• **INSTRUCTION**
Answer these from the goodwill passage:
(a) Which factors does it list as requiring an interim goodwill impairment assessment?
(b) What was the annual goodwill impairment test date for fiscal 2014?
(c) Which reporting unit received the goodwill recorded from the Compco acquisition?

• **PASSAGE SHOWN**
(begin)
If circumstances change between annual tests that would more likely than not reduce the fair value of a reporting unit below its carrying value, the Company would test goodwill for impairment. Factors which would necessitate an interim goodwill impairment assessment include a sustained decline in the Company's stock price, prolonged negative industry or economic trends, and significant under-performance relative to historical or projected future operating results.
As of June 1, 2014, the annual goodwill impairment test date for fiscal 2014, goodwill was included in five of the Company's reporting units in EMEA (masterbatch solutions, engineered plastics, specialty powders, custom performance colors and distribution services), four reporting units in the Americas (masterbatch solutions, custom performance colors, engineered plastics and specialty powders) and one reporting unit in APAC (engineered plastics). In the first quarter of fiscal 2015, additional goodwill was recorded as a result of the Compco acquisition and allocated to the APAC custom performance colors reporting unit.
(end)
• **COLLECTED DATA**
(begin)
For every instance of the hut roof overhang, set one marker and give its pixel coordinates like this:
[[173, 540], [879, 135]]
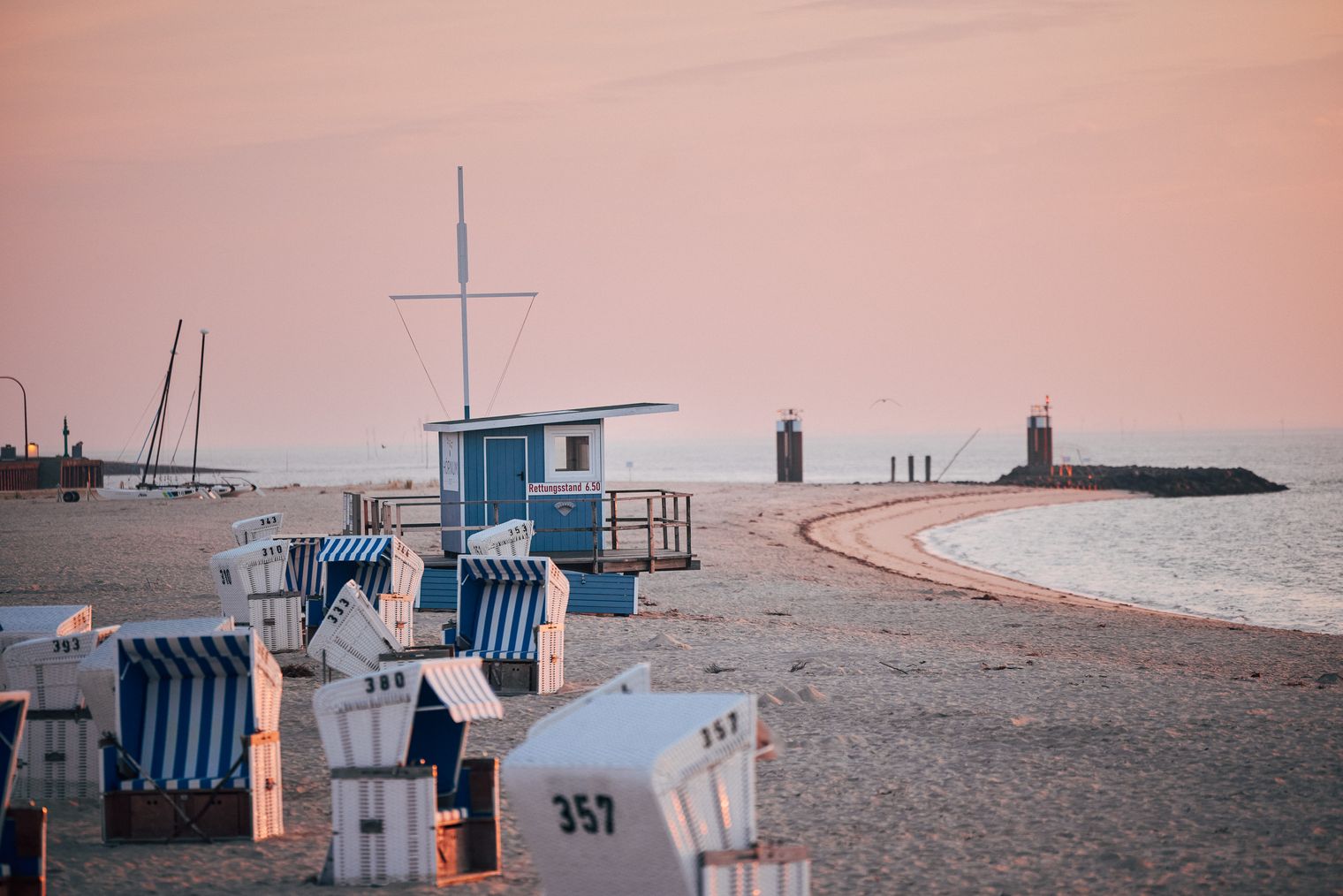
(end)
• **WORKED ANSWER**
(a) A sustained decline in the Company's stock price, prolonged negative industry or economic trends, and significant under-performance relative to historical or projected future operating results.
(b) June 1, 2014.
(c) The APAC custom performance colors reporting unit.